Task description ::
From the rows below, extract every line that contains the string "cloud", copying each line in full.

Exercise material ::
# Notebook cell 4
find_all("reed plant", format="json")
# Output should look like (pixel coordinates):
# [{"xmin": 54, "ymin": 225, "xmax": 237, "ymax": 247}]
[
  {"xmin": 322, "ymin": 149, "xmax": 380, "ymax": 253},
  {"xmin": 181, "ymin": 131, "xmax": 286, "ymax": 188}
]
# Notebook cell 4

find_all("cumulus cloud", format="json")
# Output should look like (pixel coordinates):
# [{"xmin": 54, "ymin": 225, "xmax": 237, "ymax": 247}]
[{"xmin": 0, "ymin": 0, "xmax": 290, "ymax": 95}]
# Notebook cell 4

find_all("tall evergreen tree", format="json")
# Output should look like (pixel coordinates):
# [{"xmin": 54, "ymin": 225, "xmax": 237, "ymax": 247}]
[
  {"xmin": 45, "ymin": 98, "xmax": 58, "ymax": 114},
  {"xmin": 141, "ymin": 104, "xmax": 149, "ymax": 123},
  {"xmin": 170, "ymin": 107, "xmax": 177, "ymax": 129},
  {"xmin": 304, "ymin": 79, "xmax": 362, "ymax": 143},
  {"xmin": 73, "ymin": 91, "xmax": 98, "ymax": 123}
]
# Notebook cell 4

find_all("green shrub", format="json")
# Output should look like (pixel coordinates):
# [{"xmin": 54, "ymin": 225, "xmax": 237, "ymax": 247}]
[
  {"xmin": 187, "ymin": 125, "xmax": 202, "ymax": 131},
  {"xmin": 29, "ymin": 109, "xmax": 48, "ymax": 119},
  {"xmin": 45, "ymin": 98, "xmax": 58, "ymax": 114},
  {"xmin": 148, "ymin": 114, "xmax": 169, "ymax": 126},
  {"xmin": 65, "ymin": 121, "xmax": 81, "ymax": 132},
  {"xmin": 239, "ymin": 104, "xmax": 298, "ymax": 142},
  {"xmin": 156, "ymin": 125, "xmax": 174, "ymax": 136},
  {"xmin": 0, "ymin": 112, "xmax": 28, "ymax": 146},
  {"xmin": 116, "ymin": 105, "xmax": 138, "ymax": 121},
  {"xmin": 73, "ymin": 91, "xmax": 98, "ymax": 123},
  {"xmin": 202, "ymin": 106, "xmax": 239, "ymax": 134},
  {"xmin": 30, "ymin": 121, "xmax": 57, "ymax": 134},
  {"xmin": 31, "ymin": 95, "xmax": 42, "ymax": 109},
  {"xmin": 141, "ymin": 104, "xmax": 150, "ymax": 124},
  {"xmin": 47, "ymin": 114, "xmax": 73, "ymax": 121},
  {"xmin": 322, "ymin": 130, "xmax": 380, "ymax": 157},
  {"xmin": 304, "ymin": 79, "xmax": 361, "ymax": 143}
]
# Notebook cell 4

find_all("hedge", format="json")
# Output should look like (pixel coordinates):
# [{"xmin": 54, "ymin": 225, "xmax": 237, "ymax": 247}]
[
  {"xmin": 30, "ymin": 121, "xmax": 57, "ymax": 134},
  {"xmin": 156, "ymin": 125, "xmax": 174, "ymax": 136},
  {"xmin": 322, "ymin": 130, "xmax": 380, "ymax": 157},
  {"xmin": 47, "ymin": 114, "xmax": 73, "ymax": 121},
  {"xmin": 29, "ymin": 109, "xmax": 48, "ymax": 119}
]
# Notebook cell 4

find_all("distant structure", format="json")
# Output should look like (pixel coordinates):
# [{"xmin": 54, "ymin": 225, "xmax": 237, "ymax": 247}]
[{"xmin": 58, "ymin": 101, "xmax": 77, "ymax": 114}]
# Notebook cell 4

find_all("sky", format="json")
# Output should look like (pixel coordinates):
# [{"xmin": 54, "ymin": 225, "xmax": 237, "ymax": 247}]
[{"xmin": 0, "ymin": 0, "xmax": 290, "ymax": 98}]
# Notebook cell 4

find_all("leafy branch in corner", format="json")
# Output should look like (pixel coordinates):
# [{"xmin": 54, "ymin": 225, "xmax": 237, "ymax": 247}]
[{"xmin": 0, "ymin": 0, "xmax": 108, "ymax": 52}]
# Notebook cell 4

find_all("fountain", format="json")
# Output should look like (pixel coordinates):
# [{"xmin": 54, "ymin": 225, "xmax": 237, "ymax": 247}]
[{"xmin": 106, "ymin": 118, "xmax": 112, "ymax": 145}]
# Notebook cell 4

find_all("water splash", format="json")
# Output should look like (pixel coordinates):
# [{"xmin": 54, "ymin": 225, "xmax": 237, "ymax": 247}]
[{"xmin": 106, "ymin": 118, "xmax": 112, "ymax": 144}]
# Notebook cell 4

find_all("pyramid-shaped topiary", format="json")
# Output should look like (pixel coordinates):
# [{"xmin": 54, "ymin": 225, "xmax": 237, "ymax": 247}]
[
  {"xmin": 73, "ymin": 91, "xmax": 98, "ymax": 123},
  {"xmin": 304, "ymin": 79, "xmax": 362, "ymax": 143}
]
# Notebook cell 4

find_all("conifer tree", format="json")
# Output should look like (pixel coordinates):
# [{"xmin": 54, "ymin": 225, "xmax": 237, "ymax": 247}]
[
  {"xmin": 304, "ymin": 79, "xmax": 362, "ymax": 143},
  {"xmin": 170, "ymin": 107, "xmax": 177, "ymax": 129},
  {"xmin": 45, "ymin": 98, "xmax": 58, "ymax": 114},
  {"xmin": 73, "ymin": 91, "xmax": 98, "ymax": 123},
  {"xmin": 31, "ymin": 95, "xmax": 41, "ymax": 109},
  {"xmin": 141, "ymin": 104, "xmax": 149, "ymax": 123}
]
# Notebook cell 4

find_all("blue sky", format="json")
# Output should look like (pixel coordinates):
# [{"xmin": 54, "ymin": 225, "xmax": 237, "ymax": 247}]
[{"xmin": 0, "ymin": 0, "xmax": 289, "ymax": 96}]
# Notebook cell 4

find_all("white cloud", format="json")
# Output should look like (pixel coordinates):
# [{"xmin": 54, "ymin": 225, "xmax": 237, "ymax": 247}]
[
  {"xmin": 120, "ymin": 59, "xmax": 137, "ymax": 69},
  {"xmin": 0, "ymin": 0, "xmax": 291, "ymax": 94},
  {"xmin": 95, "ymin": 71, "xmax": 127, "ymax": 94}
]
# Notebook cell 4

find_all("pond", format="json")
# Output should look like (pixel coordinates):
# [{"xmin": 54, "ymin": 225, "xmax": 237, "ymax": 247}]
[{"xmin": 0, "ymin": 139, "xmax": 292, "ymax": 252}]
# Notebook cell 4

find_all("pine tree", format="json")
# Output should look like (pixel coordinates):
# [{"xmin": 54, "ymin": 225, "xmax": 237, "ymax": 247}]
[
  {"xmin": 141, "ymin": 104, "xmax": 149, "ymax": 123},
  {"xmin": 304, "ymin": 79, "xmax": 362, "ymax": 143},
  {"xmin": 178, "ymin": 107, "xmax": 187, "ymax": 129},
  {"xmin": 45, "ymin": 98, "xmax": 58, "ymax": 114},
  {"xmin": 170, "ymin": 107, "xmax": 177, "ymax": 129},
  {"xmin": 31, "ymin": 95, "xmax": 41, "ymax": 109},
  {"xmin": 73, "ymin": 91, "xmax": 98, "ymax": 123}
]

Problem solution ::
find_all("cumulus cloud", format="json")
find_all("white cloud", format="json")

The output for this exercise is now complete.